Istruzioni da seguire = Prosegui il brano sui colpi di testa dell'attaccante Rubino a partire dalla sua ultima frase.

┌─ Brano fornito

COLPI DI TESTA- I difensori biancazzurri faranno bene a stare attenti alle ‘capocciate’ dell’attaccante classe 1978 di origini baresi. Le incornate sono il suo marchio di fabbrica a tal punto da intitolare “Colpi di testa” la sua autobiografia pubblicata nel dicembre 2013. Proprio come il cileno, Rubino, non è dotato di grandissima statura (circa 180 cm), ma in aria sa dar battaglia e scegliere il tempo giusto per l’elevazione. Caratteristiche forse apprese in giovane età praticando karate e basket: “Non sono alto come Luca Toni. Avere dieci centimetri più degli altri è troppo facile. Se non li hai devi arrangiarti. Ci vuole tempismo, fiuto, capire le caratteristiche del cross. Il basket? Forse mi ha aiutato a capire la dinamica del salto, il terzo tempo è la base, però l’impatto col pallone è un’altra cosa ed è una tecnica che ho perfezionato negli anni e che alla fine se mi son fatto un nome è anche merito di questa caratteristica”.

└─
┌─ Dati forniti

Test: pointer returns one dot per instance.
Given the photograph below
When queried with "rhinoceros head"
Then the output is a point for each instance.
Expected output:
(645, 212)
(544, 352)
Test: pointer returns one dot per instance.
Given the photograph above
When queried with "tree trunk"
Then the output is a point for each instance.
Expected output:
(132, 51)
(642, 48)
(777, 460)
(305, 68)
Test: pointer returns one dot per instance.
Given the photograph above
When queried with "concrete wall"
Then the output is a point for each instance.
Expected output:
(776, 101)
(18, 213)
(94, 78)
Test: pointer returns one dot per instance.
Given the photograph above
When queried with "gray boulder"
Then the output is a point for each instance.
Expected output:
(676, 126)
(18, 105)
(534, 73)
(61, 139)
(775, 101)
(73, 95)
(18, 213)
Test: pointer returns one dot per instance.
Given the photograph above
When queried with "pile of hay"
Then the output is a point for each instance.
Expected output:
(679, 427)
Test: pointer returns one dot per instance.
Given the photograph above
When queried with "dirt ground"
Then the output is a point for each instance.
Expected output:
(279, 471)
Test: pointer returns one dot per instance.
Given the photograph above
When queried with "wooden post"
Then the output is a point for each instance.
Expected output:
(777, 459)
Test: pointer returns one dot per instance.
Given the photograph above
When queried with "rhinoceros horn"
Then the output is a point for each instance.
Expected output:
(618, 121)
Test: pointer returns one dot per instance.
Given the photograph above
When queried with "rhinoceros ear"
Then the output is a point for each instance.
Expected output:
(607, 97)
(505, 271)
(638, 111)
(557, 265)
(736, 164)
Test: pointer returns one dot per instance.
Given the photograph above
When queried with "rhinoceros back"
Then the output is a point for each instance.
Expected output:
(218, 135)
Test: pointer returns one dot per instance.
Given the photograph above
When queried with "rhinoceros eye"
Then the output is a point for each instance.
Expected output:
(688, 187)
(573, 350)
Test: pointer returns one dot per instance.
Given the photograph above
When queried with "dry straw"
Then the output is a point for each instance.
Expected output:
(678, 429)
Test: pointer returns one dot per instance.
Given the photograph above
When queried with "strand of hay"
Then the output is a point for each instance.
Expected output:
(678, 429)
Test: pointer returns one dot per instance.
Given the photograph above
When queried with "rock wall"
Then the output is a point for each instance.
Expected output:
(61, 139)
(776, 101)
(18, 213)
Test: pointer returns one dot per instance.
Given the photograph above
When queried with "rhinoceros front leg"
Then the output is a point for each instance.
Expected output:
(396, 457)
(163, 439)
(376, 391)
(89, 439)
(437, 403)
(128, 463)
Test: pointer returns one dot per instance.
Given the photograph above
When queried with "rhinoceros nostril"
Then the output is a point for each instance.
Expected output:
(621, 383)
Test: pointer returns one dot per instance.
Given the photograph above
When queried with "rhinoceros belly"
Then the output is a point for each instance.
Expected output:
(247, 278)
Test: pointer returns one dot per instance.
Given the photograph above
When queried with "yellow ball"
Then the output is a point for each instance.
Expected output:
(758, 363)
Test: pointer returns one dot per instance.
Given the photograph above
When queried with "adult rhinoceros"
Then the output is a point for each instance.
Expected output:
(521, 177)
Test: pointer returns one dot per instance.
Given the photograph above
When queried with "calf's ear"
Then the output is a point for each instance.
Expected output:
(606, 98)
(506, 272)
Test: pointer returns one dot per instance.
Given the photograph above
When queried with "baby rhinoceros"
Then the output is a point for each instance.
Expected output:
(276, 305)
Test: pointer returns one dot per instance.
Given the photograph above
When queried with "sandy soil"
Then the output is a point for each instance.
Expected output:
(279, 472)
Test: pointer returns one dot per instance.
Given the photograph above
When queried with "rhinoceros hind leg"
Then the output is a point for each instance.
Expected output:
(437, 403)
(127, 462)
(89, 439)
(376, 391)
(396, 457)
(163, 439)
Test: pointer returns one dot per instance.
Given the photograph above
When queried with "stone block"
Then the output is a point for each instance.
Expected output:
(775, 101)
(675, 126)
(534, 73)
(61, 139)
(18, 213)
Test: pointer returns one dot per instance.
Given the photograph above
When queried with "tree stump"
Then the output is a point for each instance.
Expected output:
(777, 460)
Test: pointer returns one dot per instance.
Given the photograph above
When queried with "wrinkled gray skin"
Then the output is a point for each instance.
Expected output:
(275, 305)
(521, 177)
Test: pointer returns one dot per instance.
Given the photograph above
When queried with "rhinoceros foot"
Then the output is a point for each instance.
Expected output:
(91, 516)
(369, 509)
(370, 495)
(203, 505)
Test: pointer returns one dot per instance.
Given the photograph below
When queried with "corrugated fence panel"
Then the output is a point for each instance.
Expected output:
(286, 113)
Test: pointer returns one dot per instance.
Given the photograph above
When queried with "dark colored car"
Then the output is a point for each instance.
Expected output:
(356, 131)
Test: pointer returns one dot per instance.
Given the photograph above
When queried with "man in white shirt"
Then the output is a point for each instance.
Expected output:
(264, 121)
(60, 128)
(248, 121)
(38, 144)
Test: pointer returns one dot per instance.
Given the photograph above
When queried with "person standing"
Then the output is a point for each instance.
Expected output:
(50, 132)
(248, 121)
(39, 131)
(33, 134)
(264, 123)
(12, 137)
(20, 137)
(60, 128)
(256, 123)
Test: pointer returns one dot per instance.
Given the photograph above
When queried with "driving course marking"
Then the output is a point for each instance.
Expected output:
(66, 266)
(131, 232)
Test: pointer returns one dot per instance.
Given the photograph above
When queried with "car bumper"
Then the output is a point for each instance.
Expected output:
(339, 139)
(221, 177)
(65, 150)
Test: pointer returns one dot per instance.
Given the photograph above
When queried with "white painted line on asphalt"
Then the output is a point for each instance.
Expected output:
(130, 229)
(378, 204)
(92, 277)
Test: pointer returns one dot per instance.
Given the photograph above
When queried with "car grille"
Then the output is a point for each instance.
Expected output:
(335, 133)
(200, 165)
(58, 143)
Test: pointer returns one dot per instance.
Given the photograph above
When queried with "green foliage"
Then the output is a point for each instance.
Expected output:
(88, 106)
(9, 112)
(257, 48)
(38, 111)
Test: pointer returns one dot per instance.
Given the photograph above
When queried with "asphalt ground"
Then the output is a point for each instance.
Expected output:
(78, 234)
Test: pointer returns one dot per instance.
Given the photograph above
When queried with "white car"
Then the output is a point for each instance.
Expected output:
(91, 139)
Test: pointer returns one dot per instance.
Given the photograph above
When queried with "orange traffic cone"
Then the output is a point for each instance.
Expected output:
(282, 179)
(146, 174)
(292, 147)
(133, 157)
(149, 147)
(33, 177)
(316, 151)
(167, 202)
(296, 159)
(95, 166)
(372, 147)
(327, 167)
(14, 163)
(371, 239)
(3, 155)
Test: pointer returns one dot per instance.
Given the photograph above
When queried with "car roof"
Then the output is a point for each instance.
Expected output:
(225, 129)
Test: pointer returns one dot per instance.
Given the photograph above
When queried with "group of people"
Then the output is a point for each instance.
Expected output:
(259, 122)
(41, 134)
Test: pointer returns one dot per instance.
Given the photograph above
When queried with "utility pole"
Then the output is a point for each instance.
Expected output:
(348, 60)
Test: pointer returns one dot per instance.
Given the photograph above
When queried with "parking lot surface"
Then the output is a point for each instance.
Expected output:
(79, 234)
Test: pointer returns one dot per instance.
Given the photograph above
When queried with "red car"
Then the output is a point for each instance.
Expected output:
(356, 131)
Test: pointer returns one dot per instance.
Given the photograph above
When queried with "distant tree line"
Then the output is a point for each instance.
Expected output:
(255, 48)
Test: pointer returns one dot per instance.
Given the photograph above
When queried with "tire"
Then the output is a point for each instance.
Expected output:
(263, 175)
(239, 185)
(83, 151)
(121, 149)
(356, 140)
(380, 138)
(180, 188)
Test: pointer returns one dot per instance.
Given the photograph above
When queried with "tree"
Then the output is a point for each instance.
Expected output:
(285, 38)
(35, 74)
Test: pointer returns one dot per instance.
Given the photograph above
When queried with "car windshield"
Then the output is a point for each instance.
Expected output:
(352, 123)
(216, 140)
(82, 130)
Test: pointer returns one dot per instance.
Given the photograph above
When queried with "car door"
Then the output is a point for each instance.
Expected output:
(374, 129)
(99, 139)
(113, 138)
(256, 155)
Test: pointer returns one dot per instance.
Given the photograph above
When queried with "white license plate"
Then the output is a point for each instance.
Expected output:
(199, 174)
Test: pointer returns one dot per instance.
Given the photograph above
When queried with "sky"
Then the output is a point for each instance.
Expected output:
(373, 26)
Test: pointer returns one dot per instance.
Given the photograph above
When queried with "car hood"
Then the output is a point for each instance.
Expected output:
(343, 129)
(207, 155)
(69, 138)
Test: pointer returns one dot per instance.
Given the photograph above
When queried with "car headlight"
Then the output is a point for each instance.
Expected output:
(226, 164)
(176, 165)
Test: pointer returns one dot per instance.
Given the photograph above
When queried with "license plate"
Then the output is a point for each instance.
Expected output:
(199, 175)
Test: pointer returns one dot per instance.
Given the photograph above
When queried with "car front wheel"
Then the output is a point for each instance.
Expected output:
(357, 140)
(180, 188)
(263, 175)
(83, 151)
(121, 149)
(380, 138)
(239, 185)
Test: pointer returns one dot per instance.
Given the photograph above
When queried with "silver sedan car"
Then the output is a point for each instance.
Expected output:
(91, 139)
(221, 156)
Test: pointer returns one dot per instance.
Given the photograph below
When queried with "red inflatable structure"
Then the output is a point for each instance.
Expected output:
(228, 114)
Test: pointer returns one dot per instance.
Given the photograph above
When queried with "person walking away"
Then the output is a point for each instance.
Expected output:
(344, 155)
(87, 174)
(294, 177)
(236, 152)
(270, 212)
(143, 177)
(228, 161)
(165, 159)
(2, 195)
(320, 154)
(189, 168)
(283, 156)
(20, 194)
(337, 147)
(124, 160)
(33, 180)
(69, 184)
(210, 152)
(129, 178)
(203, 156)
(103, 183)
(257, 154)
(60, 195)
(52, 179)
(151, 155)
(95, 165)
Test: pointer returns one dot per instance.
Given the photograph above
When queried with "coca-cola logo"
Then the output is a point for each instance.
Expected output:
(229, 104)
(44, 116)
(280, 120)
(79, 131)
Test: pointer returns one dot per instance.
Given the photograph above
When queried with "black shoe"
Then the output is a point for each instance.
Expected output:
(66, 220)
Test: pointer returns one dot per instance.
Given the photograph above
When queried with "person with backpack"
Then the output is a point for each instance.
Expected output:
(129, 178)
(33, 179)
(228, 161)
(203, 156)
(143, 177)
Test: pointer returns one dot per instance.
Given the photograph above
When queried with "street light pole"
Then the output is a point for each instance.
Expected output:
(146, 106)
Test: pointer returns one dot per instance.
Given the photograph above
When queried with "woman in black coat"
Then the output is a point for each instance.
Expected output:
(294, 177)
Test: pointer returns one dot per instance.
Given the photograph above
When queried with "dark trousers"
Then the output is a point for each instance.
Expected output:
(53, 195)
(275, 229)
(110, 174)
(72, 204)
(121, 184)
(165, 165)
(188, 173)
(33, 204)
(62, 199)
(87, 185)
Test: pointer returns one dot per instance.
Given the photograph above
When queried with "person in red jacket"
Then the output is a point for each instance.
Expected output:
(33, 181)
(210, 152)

└─

Esito del compito =
UNO SCUDETTO BATTENDO PIRLO – Dopo un anno e mezzo di basket, l’approdo ai Nuovi Galletti e poi la trafila dai pulcini alla Primavera del Bari, la squadra della sua città, con lui, Nicola Ventola. “Nel 1994 abbiamo vinto lo scudetto con gli Allievi Nazionali battendo in finale il Brescia di Pirlo e Baronio, poi però non sono riuscito a indossare la maglia del Bari, peccato”. Cosa che invece è riuscita al suo compagno e rivale Nicola Ventola. Percorsi diversi per i due, ma Raffaele se lo ritrova davanti nei momenti più importanti della sua carriera: “La cosa buffa è che due persone che sono nate e cresciute assieme si sono sempre dovute giocare il posto. Dai pulcini alla Primavera del Bari, poi a Siena e al Novara. Quando l’ho visto a Novara gli faccio: m..ò Nicò pure qua…?! mi hai rotto i c…..i (scherzandoci). Nico è una persona simpaticissima, si è consumato subito, la sua struttura gli ha sbriciolato le ginocchia. Ha avuto soddisfazioni nazionali e internazionali con l’Inter e ha indossato la maglia del Bari, cosa che ha me è mancata. Lui poi ha avuto un percorso di crescita esponenziale. Diciamo che lui ha preso l’autostrada, mentre io la complanare. Ognuno dei due si è tolto le sue soddisfazioni. Anche a Novara ha avuto le sue possibilità, ma per sua stessa ammissione non le ha sfruttate bene anche perché non aveva più molto da dare”.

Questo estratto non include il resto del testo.